>> START

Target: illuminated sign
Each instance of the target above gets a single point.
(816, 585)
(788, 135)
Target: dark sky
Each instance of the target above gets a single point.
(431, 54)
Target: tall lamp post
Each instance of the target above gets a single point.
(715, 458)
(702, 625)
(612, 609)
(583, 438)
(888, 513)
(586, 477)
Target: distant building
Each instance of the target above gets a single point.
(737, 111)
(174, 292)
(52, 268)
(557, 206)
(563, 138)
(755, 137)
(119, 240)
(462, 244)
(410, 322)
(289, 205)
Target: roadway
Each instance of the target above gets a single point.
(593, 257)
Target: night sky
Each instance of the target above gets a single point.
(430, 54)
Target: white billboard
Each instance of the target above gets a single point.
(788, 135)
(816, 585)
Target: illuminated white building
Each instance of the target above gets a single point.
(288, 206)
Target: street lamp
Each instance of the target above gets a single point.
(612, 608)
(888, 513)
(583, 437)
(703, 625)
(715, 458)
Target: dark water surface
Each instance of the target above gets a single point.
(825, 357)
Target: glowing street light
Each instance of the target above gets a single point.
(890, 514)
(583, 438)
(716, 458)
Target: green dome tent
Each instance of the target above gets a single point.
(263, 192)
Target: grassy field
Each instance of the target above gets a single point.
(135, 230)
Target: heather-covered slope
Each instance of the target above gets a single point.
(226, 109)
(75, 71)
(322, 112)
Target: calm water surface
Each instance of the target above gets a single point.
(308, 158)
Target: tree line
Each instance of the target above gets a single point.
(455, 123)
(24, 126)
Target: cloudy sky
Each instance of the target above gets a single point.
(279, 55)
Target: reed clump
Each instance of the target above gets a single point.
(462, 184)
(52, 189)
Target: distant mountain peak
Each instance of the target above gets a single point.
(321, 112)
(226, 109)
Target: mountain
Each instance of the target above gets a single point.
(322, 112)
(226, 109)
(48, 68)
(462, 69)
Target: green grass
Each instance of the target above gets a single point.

>> END

Instructions to follow:
Reproduce all of the records above word for word, keeping every line in its original order.

Finished exercise:
Target: illuminated sign
Each instance of the target above gets a single point.
(816, 585)
(788, 135)
Target: dark sky
Each instance of the target above gets a single point.
(431, 54)
Target: tall lamp post
Each instance of the target above gets a single point.
(715, 458)
(702, 625)
(612, 609)
(583, 438)
(888, 513)
(586, 477)
Target: distant building
Each instance of the target above gets a single point.
(737, 111)
(174, 292)
(52, 268)
(557, 206)
(563, 138)
(755, 137)
(119, 240)
(462, 244)
(410, 322)
(289, 205)
Target: roadway
Each instance of the target above gets a single point.
(593, 257)
Target: night sky
Each instance of the target above gets a single point.
(430, 54)
Target: white billboard
Each instance of the target above gets a single point.
(788, 135)
(816, 585)
Target: illuminated white building
Each instance of the target above gets a single point.
(288, 206)
Target: street lamp
Each instance of the target above gets a single point.
(612, 608)
(888, 513)
(583, 437)
(703, 625)
(715, 458)
Target: dark water surface
Each instance of the target above gets a single point.
(825, 357)
Target: glowing street light
Each instance of the target above gets a single point.
(890, 514)
(583, 438)
(716, 458)
Target: green dome tent
Each instance of the target above gets a single point.
(263, 192)
Target: grassy field
Each instance of the target above gets a single point.
(135, 230)
Target: heather-covered slope
Each instance of the target above gets a single point.
(226, 109)
(75, 71)
(322, 112)
Target: calm water surface
Each instance of the target above gets a single point.
(308, 158)
Target: tree line
Each instance of the target above gets a single point.
(455, 123)
(24, 126)
Target: cloudy sky
Each instance of the target above gets a single point.
(279, 55)
Target: reed clump
Each instance of the target above gets a single point.
(462, 184)
(52, 189)
Target: distant mountain peak
Each instance of the target above gets a single point.
(321, 112)
(226, 109)
Target: mountain
Each instance of the target above gets a single point.
(322, 112)
(226, 109)
(48, 68)
(462, 69)
Target: green grass
Each instance of the target above gets a single point.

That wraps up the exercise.